EXERCISE DETAILS:
Check each statement against the text about the audiologist Rachel Stuehm, and answer yes or no, quoting the words that decide it. 1. Stuehm earned her doctorate in audiology in 2019. 2. Stuehm works at Hearing Associates, Inc. in Chicago. 3. Under the current rules, a patient with a hearing concern must first make an appointment with a primary care physician.

** TEXT SHOWN follows **

A lot of people want to change the world for the better, but few challenge the system straight out of school.
Rachel Stuehm, who earned her doctorate in audiology from NIU in 2019, did just that. Along with dozens of other audiologists, she began advocating for the Medicare Audiologist Access and Services Act (MAASA) (H.R. 4056 / S. 2446), which would amend Title XVIII of the Social Security Act.
Stuehm, an audiologist at Hearing Associates, Inc. in Libertyville and Gurnee, Illinois, sees the limitations of federal audiology laws each day as she works with patients with hearing loss.
“We have patients who come to us wanting our services but, because of archaic language used in the Social Security Act, we are unable to be reimbursed by Medicare Part B for those services even though our license allows us to legally treat and care for the patient,” Stuehm said. “For example, right now if a patient feels they’ve had a change to their hearing and needs a hearing evaluation, they must make an appointment with their primary care physician to discuss their hearing concerns and that doctor will write a ‘physician’s order’ that allows us to then test the patient’s hearing before they can come to us.”

** End of TEXT SHOWN **
** DATA PROVIDED follows **

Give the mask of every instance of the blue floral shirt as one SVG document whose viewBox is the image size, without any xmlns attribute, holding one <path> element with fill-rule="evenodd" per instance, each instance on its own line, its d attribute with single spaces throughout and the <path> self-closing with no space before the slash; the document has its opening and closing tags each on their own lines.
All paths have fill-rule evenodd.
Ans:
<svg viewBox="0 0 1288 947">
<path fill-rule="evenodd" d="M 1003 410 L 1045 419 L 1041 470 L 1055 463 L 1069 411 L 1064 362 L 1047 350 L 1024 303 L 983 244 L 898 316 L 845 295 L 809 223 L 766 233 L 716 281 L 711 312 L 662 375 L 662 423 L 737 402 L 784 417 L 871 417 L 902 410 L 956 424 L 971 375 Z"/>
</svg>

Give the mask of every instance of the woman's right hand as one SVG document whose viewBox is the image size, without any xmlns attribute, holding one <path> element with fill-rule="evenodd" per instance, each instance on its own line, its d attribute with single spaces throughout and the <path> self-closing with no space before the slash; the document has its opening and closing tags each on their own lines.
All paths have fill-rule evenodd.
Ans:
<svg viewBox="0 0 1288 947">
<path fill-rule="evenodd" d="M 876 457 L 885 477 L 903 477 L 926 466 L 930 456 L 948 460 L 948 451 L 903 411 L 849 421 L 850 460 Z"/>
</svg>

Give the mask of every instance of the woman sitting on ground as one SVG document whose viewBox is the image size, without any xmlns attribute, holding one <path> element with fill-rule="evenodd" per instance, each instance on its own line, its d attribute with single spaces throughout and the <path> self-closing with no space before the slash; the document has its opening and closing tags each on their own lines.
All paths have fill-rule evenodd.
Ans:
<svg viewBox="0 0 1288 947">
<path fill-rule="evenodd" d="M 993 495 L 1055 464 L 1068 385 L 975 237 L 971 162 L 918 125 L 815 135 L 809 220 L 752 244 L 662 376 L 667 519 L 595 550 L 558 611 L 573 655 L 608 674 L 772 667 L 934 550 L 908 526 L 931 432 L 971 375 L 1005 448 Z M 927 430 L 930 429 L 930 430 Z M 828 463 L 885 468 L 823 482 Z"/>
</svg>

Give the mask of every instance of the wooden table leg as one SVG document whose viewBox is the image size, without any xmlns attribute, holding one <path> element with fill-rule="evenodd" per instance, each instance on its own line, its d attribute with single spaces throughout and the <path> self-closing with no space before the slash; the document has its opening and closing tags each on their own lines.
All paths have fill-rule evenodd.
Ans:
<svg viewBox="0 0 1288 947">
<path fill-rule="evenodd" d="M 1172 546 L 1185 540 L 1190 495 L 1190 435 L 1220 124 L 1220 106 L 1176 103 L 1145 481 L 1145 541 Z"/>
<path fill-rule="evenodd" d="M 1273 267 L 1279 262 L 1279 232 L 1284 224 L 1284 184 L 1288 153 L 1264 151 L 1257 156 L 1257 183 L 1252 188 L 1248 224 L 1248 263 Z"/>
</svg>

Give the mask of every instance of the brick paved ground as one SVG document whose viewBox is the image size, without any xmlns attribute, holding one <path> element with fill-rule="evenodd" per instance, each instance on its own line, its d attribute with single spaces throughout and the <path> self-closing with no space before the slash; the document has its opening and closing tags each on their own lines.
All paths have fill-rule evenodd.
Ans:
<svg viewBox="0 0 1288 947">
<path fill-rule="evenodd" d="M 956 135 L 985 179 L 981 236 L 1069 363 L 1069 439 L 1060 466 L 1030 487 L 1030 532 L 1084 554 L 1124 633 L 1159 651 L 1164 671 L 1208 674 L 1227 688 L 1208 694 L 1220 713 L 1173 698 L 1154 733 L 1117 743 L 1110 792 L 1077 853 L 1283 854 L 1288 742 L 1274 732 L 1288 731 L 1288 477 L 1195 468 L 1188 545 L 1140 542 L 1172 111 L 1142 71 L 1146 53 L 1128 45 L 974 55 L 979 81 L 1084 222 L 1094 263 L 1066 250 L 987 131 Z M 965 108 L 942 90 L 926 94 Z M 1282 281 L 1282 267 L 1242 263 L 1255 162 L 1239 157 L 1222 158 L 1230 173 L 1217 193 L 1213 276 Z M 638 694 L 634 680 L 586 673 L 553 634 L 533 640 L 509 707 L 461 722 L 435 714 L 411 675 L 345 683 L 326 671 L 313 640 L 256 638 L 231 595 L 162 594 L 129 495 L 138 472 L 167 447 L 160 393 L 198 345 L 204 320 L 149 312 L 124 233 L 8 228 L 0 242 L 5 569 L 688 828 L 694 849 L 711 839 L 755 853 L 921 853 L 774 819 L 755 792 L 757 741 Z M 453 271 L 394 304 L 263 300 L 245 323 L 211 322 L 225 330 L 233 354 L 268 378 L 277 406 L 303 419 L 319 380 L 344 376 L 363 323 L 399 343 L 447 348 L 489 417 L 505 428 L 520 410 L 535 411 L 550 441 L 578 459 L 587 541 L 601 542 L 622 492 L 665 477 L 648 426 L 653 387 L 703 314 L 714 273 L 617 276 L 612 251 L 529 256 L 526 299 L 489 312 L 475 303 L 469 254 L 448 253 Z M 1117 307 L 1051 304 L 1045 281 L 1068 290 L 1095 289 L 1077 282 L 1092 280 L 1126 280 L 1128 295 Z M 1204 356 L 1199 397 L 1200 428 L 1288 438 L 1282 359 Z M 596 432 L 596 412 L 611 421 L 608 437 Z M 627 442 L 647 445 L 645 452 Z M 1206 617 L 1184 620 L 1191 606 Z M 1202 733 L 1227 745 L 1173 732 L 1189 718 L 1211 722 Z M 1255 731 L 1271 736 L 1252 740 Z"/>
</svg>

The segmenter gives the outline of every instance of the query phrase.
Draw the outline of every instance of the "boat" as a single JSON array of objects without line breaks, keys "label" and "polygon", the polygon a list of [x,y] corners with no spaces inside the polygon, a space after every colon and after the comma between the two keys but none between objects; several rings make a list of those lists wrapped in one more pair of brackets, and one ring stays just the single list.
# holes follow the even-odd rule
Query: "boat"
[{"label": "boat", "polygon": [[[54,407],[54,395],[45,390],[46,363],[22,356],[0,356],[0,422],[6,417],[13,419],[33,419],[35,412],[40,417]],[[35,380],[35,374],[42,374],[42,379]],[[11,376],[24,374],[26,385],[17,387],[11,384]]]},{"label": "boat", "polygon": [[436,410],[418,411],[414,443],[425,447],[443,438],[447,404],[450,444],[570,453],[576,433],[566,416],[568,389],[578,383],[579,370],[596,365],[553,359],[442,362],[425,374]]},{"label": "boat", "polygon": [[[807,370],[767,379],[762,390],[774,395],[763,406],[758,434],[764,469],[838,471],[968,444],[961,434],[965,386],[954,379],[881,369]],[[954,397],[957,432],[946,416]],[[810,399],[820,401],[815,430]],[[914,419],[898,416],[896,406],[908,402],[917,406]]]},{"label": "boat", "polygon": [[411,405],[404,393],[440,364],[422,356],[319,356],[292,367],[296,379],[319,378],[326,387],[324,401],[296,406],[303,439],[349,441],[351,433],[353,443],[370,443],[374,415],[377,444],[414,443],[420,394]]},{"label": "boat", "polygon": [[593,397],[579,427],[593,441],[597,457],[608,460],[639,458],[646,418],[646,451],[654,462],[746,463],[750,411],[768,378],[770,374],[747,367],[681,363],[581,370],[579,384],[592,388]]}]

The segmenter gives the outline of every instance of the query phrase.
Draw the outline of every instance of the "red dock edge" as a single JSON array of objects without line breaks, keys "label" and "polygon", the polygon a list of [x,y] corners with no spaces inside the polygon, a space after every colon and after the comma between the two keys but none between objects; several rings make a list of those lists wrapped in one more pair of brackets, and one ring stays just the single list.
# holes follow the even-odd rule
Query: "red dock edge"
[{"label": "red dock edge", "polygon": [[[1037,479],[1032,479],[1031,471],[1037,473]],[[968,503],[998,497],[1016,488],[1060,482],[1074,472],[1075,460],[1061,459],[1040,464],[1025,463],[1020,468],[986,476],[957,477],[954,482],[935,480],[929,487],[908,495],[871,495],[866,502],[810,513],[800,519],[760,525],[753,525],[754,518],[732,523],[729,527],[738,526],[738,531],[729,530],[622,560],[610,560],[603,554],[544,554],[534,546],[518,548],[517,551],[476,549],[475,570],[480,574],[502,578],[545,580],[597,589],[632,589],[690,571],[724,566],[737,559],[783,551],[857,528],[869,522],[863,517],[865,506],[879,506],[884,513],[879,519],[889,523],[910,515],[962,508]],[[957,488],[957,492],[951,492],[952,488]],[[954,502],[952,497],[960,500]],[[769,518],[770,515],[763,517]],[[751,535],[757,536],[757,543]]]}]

** End of DATA PROVIDED **

REPLY:
1. Yes: "who earned her doctorate in audiology from NIU in 2019"
2. No: "an audiologist at Hearing Associates, Inc. in Libertyville and Gurnee, Illinois"
3. Yes: "they must make an appointment with their primary care physician to discuss their hearing concerns"